**Dataset entries**.
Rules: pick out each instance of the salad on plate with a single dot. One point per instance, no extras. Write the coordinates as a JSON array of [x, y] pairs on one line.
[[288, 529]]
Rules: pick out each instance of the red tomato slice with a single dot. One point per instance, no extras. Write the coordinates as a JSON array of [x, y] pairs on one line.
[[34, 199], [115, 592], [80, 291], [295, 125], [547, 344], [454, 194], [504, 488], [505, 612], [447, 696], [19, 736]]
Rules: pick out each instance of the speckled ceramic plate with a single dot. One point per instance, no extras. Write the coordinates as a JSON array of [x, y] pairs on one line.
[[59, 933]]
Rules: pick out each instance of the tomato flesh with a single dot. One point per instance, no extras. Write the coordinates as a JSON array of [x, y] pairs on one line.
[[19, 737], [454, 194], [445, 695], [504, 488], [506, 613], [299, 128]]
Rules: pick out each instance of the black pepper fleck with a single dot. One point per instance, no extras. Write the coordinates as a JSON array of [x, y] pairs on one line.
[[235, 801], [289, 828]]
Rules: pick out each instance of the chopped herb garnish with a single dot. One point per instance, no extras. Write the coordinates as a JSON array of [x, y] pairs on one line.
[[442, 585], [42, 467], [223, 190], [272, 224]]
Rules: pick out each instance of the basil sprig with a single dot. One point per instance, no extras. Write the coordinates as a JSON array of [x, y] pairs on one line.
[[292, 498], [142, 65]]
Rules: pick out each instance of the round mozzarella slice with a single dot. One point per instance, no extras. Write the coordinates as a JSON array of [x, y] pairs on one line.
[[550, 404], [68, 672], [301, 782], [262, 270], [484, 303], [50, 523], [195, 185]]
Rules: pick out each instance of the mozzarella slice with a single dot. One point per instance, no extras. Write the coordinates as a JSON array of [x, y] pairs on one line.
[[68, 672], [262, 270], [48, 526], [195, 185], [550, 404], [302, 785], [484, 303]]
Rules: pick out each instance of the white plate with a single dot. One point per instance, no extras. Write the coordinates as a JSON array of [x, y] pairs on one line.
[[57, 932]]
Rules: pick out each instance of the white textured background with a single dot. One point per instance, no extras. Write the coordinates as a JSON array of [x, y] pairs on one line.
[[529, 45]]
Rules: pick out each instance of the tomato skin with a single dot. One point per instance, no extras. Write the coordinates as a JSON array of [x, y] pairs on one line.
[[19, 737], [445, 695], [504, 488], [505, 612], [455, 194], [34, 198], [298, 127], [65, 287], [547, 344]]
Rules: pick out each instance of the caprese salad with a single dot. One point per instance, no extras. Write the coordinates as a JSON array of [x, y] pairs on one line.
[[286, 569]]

**Exercise goal**. Render the records from the line containing "Rules: pick out each instance of the red" up to and including the line containing "[[529, 45]]" as a JSON list of strings, one string per line, leaving out blank lines.

**Expected output**.
[
  "Rules: pick out each instance of the red tomato slice with a single dot. One point per instance, no extras. Write the coordinates as a JSON array of [x, y] pairs on one line.",
  "[[34, 199], [115, 592], [80, 291], [295, 125], [547, 344], [454, 194], [504, 488], [505, 612], [447, 696], [19, 736]]",
  "Rules: pick out each instance of the speckled ceramic plate with a single dot. One point per instance, no extras. Write the coordinates as a JSON array of [x, y] pairs on one line.",
  "[[59, 933]]",
  "Rules: pick out each instance of the tomato flesh with a single dot. One point per instance, no extras. Write the coordinates as a JSON array of [x, y] pairs on one line.",
  "[[19, 737], [454, 194], [445, 695], [504, 488], [506, 613], [299, 128]]",
  "Rules: pick out each instance of the black pepper fleck with a single dot. One point per instance, no extras. Write the coordinates as a JSON array of [x, y] pairs on one line.",
  "[[235, 801], [289, 828]]",
  "Rules: pick out each instance of the chopped herb garnish with a single dot. One point per instance, no extras. Write the coordinates as a JSON array of [x, y] pairs on one line.",
  "[[442, 585], [42, 467], [223, 190], [272, 224]]",
  "Rules: pick out each instance of the basil sprig with a single dot. One point per instance, no extras. Write the coordinates as a JSON array of [x, y] pairs on one line.",
  "[[292, 498], [142, 65]]",
  "Rules: pick out each instance of the round mozzarella slice with a single dot. One point per instance, no extras. Write the coordinates as a JSON array of [x, y] pairs on one line.",
  "[[550, 404], [68, 672], [301, 782], [262, 270], [484, 303], [50, 523], [195, 185]]",
  "Rules: pick out each instance of the mozzarella slice with a single dot. One point per instance, no extras. Write the coordinates as a JSON array of [x, y] pairs on one line.",
  "[[68, 672], [262, 270], [48, 526], [195, 185], [550, 404], [302, 785], [484, 303]]",
  "Rules: pick out each instance of the white plate with a single dot. One point per instance, no extras. Write the coordinates as a JSON array of [x, y] pairs on one line.",
  "[[57, 932]]",
  "Rules: pick out each instance of the white textured background with a single dot. One point per instance, no extras. Write the coordinates as a JSON array of [x, y] pairs on one line.",
  "[[529, 45]]"
]